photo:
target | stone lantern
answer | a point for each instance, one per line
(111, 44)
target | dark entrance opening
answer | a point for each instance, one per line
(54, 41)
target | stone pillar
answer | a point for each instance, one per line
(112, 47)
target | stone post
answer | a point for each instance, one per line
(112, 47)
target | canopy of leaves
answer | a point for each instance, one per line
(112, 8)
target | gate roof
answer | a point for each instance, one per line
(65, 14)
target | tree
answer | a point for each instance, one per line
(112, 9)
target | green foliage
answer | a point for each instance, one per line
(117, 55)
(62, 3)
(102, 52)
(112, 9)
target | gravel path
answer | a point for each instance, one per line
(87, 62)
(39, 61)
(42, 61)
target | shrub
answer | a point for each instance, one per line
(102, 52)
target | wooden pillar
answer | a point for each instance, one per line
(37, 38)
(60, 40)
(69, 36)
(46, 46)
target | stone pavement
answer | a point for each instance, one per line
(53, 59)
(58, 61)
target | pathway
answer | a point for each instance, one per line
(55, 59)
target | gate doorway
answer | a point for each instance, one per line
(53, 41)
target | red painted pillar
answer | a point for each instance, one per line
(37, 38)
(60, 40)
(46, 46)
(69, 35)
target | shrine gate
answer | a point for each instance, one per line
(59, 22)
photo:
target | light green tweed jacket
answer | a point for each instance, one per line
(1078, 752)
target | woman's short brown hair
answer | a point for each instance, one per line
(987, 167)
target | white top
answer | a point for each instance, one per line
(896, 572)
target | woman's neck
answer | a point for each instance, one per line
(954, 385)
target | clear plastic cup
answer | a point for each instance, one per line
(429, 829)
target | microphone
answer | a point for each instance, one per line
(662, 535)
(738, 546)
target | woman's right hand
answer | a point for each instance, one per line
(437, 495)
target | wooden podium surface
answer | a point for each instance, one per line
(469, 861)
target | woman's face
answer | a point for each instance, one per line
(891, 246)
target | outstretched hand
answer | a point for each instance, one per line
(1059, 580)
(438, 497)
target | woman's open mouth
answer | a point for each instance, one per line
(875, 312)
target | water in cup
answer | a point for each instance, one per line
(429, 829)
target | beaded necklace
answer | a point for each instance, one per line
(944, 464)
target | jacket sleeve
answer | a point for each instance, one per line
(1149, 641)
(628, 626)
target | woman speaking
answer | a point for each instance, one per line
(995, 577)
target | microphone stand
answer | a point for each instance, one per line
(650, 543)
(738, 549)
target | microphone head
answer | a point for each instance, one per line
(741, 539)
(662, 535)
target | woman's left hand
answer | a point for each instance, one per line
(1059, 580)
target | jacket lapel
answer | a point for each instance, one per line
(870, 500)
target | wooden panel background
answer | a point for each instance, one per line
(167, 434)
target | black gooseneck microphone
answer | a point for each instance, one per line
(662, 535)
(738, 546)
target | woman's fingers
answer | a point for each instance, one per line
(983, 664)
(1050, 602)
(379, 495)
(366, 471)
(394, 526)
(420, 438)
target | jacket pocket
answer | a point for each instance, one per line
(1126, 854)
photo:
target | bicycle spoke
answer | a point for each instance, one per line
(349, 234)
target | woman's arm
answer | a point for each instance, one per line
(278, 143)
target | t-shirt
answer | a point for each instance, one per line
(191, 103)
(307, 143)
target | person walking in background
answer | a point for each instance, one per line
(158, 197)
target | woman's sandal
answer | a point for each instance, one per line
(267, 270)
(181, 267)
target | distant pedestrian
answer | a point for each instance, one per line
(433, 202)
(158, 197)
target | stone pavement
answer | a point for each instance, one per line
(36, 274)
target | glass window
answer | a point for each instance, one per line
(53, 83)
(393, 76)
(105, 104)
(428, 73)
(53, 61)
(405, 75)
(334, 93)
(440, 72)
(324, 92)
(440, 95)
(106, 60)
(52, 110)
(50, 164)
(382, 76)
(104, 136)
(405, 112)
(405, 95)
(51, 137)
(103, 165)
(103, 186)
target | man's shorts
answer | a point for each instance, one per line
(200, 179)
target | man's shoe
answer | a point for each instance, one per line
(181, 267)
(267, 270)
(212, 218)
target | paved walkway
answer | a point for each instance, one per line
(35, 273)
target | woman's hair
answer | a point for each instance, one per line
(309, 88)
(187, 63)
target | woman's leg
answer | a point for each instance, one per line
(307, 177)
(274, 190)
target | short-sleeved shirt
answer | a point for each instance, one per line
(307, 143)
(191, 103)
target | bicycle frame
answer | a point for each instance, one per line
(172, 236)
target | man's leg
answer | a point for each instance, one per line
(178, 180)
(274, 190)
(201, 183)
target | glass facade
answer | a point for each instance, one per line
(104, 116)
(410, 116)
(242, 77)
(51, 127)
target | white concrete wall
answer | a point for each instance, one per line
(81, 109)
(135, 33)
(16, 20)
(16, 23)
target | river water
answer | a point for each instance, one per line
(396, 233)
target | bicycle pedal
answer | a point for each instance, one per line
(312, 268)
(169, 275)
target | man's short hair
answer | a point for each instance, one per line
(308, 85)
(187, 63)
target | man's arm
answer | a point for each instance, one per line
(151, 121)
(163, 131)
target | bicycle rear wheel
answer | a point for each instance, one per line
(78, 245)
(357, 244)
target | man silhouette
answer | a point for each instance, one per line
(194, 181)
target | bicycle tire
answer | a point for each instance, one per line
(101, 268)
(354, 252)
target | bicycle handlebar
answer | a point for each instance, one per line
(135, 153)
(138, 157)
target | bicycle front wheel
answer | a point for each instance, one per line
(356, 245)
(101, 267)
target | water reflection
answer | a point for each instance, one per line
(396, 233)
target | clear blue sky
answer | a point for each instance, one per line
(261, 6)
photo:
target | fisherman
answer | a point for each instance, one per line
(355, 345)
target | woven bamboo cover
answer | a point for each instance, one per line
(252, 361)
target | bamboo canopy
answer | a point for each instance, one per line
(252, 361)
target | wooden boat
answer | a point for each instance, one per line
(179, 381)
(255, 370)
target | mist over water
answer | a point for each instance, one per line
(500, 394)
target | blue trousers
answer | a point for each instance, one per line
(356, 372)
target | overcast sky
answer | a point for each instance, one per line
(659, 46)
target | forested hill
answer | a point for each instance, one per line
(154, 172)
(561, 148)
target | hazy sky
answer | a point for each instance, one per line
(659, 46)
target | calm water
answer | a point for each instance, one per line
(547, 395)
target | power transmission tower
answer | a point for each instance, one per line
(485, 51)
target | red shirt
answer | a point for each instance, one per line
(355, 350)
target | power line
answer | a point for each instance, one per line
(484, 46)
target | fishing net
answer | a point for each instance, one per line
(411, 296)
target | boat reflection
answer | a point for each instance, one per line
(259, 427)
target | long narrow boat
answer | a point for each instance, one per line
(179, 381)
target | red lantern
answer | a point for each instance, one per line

> Task statement
Restate word for word the lines in the material above from the one with "target | woven bamboo cover" to the one with "target | power line"; both of those lines count, and nothing else does.

> Task response
target | woven bamboo cover
answer | a point for each instance, one per line
(252, 361)
target | bamboo canopy
answer | a point for each instance, one per line
(252, 361)
target | wooden boat
answer | a point for each instance, one per line
(179, 381)
(255, 370)
target | mist over water
answer | a point for each instance, one per line
(500, 394)
target | blue trousers
answer | a point for each instance, one per line
(356, 372)
target | overcast sky
answer | a point for each instance, one per line
(659, 46)
target | forested hill
answer | a point for each instance, one per line
(154, 172)
(561, 148)
target | hazy sky
answer | a point for each instance, one per line
(659, 46)
target | calm water
answer | a point for each instance, one per line
(547, 395)
target | power transmission tower
answer | a point for each instance, one per line
(485, 51)
target | red shirt
answer | a point for each instance, one per line
(355, 350)
target | power line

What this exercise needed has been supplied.